The solo discography of Finnish singer, songwriter and musician Ville Valo consists of one studio album, one collaboration album, one extended play, ten singles and four music videos. He has also made several guest appearances on other artists' releases.

Valo began his career in the early 1990s playing in several local bands around Helsinki, Finland. In 1991, he formed HIM, which would go on to become one of the most successful Finnish bands of all time. HIM released eight studio albums over the course of its career, before disbanding in 2017. Valo was also a member of Daniel Lioneye, a side project formed by Valo along with fellow HIM members Linde Lindström and Mige.

Concurrent to his career in HIM, Valo made several guest appearances on releases by other artists, including The 69 Eyes, Anathema, Andy McCoy, Apocalyptica, Bloodhound Gang, Cradle of Filth, Jeff Walker, Lullacry, MGT, The Mission and Tehosekoitin. In 2007, Valo and German actress-singer Natalia Avelon released a cover version of Lee Hazlewood's "Summer Wine", which charted at number one in Finland and Greece, as well as number two in Germany and Switzerland. The single was later certified platinum in Finland and Germany. In 2016, Valo released a cover version of "Olet mun kaikuluotain" (a Finnish version of John Denver's "Annie's Song") to celebrate the 50th anniversary of Love Records. The single reached number one on the Finnish Digital Song Sales Chart.

In 2018, Valo teamed up with Finnish schlager group Agents to record songs by late Finnish singer-songwriter Rauli "Badding" Somerjoki. Valo had previously worked with the group in 1999, when he appeared as guest vocalist on the television show Laulava sydän. Ville Valo & Agents released their self-titled album on 15 February 2019. It debuted at number one on the Finnish Albums Chart and was certified gold in less than a week. In 2020, Valo embarked on a solo career with the release of the EP Gothica Fennica Vol. 1, which was released under the moniker VV. Two of its three tracks charted on the Finnish Radio Airplay Chart. In April 2022, Valo released "Loveletting", the first single from his debut solo album. Neon Noir was released on 13 January 2023 and it charted in six countries, debuting at number one in Finland and number four in Germany.
------------
> [Written request A] Put the rows between the line holding "Exercise. Mark the windshield" and the line holding "pixel 601 263", inclusive, into a JSON list of strings with one string per line and blank lines omitted.
------------
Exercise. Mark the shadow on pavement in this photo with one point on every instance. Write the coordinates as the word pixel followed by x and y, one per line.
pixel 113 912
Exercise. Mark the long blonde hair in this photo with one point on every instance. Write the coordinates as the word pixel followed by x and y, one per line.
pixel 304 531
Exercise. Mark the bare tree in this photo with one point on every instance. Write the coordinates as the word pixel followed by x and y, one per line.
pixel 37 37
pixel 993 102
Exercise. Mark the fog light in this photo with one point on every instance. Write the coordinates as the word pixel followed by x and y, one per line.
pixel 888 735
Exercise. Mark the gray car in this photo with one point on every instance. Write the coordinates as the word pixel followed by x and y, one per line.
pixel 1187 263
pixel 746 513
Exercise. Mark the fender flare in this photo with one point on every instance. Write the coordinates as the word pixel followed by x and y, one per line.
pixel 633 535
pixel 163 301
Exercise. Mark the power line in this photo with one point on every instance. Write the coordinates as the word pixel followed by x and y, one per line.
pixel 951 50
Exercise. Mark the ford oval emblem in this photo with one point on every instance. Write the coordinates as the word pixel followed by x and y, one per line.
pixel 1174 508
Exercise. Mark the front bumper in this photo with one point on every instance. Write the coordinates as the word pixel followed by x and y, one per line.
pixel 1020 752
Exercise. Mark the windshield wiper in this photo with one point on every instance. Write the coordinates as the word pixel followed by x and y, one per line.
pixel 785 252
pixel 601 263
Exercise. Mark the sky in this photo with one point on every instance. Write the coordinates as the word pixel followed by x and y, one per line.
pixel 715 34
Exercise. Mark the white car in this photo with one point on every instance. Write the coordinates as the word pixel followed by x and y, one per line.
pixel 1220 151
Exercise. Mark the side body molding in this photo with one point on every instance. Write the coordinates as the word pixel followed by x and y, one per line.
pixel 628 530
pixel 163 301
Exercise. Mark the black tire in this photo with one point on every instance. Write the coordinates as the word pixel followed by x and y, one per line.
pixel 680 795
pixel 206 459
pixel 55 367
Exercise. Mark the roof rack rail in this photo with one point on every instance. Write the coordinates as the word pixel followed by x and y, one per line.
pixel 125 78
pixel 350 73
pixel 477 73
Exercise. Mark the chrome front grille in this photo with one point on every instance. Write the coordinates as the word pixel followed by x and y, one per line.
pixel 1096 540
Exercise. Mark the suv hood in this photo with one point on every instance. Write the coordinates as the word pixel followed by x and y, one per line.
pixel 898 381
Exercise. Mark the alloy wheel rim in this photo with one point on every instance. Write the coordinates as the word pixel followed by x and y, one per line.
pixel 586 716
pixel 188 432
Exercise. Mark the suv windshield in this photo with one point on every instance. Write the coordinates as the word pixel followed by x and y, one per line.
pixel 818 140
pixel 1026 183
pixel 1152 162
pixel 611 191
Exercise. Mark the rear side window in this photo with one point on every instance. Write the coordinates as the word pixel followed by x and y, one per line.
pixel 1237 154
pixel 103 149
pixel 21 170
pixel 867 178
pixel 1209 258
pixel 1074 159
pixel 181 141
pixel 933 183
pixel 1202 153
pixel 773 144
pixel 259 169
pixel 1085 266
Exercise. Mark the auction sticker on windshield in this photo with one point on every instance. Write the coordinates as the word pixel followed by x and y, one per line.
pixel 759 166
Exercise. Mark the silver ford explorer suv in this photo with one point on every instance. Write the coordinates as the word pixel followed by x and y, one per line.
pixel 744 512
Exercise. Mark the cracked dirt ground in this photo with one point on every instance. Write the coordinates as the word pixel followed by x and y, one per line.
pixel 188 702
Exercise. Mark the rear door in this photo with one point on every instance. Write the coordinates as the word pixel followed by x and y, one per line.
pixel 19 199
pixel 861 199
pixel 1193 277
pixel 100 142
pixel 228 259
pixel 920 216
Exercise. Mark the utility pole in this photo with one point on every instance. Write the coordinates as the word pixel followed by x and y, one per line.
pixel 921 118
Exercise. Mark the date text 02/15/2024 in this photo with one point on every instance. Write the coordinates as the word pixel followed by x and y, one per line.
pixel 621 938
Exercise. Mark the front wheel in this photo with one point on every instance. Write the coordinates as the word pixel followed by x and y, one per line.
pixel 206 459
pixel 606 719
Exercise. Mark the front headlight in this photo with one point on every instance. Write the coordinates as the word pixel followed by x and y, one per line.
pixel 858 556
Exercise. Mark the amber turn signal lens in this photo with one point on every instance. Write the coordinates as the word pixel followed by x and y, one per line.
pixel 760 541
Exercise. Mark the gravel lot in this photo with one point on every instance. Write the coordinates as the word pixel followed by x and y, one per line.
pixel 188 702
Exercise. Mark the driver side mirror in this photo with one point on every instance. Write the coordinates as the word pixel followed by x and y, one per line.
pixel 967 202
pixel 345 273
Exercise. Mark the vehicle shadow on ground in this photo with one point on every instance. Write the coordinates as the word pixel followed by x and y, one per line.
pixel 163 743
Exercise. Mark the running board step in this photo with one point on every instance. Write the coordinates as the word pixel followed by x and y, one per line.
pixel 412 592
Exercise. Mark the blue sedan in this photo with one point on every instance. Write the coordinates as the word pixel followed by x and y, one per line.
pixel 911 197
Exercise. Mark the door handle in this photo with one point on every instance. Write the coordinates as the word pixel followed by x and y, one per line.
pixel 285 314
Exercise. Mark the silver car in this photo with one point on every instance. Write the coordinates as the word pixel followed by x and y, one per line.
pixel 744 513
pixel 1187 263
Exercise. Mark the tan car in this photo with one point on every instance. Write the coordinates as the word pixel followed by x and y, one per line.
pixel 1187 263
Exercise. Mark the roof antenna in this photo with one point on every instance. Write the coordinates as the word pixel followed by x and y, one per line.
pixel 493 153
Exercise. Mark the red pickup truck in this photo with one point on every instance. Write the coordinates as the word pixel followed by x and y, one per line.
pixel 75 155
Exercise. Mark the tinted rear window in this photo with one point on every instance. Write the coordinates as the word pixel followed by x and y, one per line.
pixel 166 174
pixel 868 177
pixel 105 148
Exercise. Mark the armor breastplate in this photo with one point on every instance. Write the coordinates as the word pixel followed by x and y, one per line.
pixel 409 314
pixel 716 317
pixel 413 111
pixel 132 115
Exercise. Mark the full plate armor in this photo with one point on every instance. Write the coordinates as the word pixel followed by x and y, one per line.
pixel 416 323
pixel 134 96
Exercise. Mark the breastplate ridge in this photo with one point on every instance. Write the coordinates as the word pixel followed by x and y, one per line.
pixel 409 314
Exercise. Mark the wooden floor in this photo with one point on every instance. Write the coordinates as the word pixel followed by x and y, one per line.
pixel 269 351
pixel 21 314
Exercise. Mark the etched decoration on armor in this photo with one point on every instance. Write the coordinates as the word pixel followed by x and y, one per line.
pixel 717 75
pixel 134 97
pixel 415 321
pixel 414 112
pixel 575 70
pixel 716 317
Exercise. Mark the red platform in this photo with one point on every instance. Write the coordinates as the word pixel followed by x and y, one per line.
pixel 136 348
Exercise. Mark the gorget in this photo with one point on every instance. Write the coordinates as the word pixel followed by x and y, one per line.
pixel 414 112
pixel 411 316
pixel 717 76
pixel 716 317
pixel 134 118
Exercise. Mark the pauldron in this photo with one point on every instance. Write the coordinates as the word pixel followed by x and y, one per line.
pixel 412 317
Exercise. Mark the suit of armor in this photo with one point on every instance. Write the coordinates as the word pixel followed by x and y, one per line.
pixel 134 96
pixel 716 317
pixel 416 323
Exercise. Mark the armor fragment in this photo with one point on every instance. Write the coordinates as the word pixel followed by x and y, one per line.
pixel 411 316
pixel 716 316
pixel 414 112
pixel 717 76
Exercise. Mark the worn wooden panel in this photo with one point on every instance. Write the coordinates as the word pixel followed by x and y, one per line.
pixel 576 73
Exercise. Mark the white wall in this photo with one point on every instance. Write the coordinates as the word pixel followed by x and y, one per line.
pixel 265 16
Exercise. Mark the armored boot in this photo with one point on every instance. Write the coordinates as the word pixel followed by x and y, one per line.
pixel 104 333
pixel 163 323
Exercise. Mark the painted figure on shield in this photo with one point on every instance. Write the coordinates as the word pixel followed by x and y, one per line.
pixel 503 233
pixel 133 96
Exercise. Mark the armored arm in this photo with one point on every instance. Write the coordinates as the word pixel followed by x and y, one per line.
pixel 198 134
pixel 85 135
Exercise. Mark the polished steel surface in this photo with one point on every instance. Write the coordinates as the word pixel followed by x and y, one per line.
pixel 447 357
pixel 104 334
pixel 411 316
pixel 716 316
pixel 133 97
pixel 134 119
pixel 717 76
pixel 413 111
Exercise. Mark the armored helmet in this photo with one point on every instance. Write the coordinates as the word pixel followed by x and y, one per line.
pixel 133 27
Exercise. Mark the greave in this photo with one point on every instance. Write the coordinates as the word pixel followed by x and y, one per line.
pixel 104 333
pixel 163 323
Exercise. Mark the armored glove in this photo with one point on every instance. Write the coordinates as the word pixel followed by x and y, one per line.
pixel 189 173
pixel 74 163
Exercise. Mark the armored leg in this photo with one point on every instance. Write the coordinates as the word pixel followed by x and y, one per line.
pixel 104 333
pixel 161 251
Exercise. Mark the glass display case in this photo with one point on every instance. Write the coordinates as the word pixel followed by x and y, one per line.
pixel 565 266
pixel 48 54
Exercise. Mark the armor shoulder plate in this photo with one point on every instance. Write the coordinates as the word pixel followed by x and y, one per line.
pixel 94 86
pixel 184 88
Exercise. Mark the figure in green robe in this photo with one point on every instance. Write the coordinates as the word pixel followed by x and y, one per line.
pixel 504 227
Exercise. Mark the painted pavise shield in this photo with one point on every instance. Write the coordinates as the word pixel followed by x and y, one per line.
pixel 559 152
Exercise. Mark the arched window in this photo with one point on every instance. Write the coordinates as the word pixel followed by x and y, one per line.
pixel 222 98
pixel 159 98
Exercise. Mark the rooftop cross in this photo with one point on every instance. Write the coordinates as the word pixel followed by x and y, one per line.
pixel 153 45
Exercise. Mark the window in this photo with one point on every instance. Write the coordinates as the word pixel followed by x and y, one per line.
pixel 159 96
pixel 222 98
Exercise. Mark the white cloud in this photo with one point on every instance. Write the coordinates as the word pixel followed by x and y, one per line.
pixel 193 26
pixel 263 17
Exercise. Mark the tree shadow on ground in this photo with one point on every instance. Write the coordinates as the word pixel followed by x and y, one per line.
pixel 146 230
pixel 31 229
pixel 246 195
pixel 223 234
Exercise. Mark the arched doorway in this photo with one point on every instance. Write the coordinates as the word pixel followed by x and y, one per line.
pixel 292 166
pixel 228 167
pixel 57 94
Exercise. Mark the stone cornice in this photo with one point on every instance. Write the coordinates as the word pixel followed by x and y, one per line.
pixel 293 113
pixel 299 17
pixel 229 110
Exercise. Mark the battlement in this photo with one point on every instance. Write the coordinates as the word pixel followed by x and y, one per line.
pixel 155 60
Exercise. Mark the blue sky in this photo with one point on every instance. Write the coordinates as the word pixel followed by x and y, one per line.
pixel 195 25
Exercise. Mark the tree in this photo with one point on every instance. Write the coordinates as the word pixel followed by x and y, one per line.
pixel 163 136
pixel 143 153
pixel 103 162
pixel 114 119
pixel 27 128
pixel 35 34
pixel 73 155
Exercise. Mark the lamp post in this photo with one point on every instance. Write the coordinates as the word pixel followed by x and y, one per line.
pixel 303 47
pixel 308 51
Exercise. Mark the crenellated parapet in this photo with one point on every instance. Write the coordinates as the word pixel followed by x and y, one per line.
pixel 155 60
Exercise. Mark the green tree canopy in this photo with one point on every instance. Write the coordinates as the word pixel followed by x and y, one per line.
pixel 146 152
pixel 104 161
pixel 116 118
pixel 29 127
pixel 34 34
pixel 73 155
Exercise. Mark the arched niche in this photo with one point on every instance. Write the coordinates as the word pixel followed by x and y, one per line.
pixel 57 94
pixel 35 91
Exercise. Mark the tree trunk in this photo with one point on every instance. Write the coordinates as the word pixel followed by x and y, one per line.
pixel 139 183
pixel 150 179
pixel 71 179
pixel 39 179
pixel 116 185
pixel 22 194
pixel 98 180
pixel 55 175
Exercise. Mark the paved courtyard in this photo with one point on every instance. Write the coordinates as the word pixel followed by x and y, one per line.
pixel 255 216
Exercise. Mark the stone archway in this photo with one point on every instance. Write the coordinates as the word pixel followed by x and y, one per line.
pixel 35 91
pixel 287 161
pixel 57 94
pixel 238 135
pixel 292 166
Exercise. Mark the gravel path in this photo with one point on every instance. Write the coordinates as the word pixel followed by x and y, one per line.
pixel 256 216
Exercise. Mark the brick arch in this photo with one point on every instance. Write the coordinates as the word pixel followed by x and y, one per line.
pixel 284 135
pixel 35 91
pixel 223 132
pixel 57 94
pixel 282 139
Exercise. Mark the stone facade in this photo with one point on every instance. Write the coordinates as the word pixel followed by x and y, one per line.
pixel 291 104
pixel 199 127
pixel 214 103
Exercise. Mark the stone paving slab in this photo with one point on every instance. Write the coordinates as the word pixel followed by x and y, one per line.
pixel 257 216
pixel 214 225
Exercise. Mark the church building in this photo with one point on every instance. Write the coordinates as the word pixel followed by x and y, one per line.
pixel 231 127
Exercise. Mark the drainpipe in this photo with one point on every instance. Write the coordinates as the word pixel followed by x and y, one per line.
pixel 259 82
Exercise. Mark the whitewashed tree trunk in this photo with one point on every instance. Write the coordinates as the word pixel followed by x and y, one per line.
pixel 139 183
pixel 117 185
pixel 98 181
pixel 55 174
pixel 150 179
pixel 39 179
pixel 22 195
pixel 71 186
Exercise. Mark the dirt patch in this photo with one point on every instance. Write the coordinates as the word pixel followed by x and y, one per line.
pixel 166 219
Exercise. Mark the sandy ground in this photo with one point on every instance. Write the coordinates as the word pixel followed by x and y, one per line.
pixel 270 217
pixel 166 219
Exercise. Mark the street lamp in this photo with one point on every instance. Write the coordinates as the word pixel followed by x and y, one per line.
------------
> [Written request B]
Answer these questions from the text on Ville Valo's solo discography:
(i) In what year did Valo form HIM?
(ii) On what date did Ville Valo & Agents release their self-titled album?
(iii) Under what moniker was the EP Gothica Fennica Vol. 1 released?

> [Expected answer A]
[
  "Exercise. Mark the windshield wiper in this photo with one point on every instance. Write the coordinates as the word pixel followed by x and y, one per line.",
  "pixel 785 252",
  "pixel 601 263"
]

> [Expected answer B]
(i) 1991
(ii) 15 February 2019
(iii) VV